[Dataset entries]
━━━━━━
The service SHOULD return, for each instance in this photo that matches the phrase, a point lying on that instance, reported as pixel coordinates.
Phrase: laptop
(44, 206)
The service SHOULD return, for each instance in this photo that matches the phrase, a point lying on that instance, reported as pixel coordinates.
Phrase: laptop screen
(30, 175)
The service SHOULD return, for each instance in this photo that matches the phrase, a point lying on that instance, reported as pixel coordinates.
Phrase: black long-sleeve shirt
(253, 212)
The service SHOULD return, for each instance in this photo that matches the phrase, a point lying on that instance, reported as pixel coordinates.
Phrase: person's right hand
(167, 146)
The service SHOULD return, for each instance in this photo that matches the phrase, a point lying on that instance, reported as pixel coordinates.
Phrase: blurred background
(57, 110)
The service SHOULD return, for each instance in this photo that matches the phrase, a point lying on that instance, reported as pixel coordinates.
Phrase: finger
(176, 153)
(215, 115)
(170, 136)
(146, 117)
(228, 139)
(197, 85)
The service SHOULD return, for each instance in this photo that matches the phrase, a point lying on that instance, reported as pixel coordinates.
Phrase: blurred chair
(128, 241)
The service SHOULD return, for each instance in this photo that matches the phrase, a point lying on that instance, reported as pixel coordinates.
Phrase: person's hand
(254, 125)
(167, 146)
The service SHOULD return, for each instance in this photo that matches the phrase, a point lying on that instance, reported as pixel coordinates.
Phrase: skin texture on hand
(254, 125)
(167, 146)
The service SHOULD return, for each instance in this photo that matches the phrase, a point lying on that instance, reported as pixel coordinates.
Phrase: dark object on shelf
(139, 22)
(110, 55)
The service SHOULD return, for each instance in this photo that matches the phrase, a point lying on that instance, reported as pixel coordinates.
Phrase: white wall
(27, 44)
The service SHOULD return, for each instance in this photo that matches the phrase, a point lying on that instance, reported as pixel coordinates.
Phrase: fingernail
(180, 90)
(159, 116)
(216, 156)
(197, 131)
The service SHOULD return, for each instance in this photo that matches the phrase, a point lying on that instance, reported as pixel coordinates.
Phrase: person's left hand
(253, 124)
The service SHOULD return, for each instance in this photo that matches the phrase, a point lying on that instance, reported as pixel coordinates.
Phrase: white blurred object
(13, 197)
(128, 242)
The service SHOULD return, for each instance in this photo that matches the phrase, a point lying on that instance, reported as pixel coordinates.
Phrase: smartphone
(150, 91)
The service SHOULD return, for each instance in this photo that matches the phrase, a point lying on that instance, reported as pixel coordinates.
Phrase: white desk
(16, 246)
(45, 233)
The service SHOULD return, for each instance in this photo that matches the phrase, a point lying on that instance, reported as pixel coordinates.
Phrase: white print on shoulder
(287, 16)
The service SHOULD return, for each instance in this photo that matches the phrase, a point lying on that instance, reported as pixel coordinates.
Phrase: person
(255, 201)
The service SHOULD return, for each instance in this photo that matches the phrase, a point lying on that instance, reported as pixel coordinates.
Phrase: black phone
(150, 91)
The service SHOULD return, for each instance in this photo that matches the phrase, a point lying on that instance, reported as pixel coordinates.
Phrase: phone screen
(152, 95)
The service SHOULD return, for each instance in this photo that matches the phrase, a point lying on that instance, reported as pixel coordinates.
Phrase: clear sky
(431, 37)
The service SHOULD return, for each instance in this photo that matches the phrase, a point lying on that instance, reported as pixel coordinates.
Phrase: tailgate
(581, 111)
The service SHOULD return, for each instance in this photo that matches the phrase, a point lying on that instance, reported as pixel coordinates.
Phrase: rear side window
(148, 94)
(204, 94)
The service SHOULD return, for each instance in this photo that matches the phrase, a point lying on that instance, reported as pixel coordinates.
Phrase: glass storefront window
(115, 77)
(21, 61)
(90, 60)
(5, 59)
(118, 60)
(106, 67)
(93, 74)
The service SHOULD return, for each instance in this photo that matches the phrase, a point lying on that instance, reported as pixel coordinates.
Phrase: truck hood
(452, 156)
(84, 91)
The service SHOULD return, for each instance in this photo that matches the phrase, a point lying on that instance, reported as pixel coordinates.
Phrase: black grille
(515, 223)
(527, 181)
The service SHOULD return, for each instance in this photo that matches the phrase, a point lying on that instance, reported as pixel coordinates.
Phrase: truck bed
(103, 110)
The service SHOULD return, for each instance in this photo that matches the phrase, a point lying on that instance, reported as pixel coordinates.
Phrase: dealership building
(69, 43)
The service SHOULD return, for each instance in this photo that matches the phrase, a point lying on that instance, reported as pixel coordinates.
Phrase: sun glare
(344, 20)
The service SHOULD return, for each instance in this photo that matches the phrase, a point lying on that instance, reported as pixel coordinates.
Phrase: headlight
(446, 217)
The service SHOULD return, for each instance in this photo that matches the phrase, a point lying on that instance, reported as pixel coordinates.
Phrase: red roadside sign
━━━━━━
DIRECTIONS: Line by line, output the records exactly as given.

SOLVED PROBLEM:
The service SHOULD return, for each instance in this photo that matches the phrase, a point lying on that instance, reported as pixel coordinates.
Phrase: laptop
(44, 206)
The service SHOULD return, for each instance in this photo that matches the phrase, a point lying on that instance, reported as pixel coordinates.
Phrase: laptop screen
(30, 175)
The service SHOULD return, for each instance in this photo that matches the phrase, a point lying on that instance, reported as pixel coordinates.
Phrase: black long-sleeve shirt
(253, 212)
The service SHOULD return, for each instance in this photo that matches the phrase, a point lying on that instance, reported as pixel coordinates.
Phrase: person's right hand
(167, 146)
The service SHOULD return, for each instance in this photo that matches the phrase, a point lying on that instance, reported as pixel coordinates.
Phrase: blurred background
(57, 110)
The service SHOULD return, for each instance in this photo that matches the phrase, a point lying on that instance, reported as pixel coordinates.
Phrase: finger
(176, 153)
(215, 115)
(170, 136)
(146, 117)
(228, 139)
(197, 85)
The service SHOULD return, for each instance in this photo that matches the phrase, a point lying on that instance, reported as pixel coordinates.
Phrase: blurred chair
(128, 241)
The service SHOULD return, for each instance in this photo that matches the phrase, a point lying on that instance, reported as pixel coordinates.
Phrase: person's hand
(254, 125)
(167, 146)
The service SHOULD return, for each instance in this photo that matches the phrase, a point lying on that instance, reported as pixel coordinates.
Phrase: skin texture on hand
(254, 125)
(167, 146)
The service SHOULD return, for each instance in this photo that matches the phrase, a point lying on that instance, reported as pixel coordinates.
Phrase: dark object on shelf
(139, 22)
(110, 55)
The service SHOULD return, for each instance in this photo that matches the phrase, a point lying on that instance, reported as pixel coordinates.
Phrase: white wall
(27, 44)
The service SHOULD return, for each instance in this photo that matches the phrase, a point lying on that instance, reported as pixel coordinates.
Phrase: fingernail
(180, 90)
(159, 116)
(216, 156)
(197, 131)
The service SHOULD return, for each instance in this photo that matches the phrase, a point lying on that instance, reported as pixel coordinates.
Phrase: person's left hand
(253, 124)
The service SHOULD return, for each instance in this photo that matches the phrase, a point lying on that instance, reported as pixel coordinates.
Phrase: white blurred object
(13, 197)
(128, 242)
The service SHOULD return, for each instance in this photo that matches the phrase, a point lying on that instance, reported as pixel coordinates.
Phrase: smartphone
(150, 91)
The service SHOULD return, for each instance in this photo that matches the phrase, a point lying on that instance, reported as pixel coordinates.
Phrase: white desk
(16, 246)
(45, 233)
The service SHOULD return, for each instance in this photo that matches the phrase, a point lying on that instance, reported as pixel coordinates.
Phrase: white print on shoulder
(287, 16)
The service SHOULD return, for each instance in this photo that matches the phrase, a point lying on that instance, reported as pixel coordinates.
Phrase: person
(255, 201)
The service SHOULD return, for each instance in this photo that matches the phrase, a point lying on that instance, reported as pixel coordinates.
Phrase: black phone
(150, 91)
The service SHOULD return, for each instance in this photo that matches the phrase, a point lying on that instance, reported as pixel coordinates.
Phrase: phone screen
(152, 95)
The service SHOULD return, for each instance in this photo that matches the phrase, a point lying on that instance, reported as pixel coordinates.
Phrase: clear sky
(431, 37)
The service SHOULD return, for each instance in this photo that matches the phrase, a point lying on that instance, reported as pixel coordinates.
Phrase: tailgate
(581, 111)
The service SHOULD return, for each instance in this photo that matches the phrase, a point lying on that instance, reported as pixel coordinates.
Phrase: rear side window
(148, 94)
(204, 94)
The service SHOULD return, for each instance in this photo that matches the phrase, a point lying on that instance, reported as pixel coordinates.
Phrase: glass storefront window
(115, 77)
(21, 61)
(90, 60)
(5, 59)
(118, 60)
(106, 67)
(93, 74)
The service SHOULD return, for each instance in this photo that matches the phrase, a point lying on that instance, reported as pixel coordinates.
Phrase: truck hood
(452, 156)
(84, 91)
The service SHOULD return, for each instance in this photo that matches the phrase, a point lying on that instance, reported as pixel coordinates.
Phrase: black grille
(515, 223)
(527, 181)
The service SHOULD return, for each instance in this photo that matches the phrase, a point lying on that instance, reported as pixel coordinates.
Phrase: truck bed
(103, 110)
The service SHOULD return, for each instance in this photo that matches the phrase, a point lying on that instance, reported as pixel coordinates.
Phrase: dealership building
(69, 43)
The service SHOULD return, for each instance in this photo that matches the phrase, a point lying on that instance, reported as pixel coordinates.
Phrase: sun glare
(344, 20)
The service SHOULD return, for each instance in this photo that matches the phrase, a point lying on that instance, reported as pixel coordinates.
Phrase: headlight
(446, 217)
The service SHOULD return, for each instance in this photo that matches the phrase, a point lying on that instance, reported as pixel coordinates.
Phrase: red roadside sign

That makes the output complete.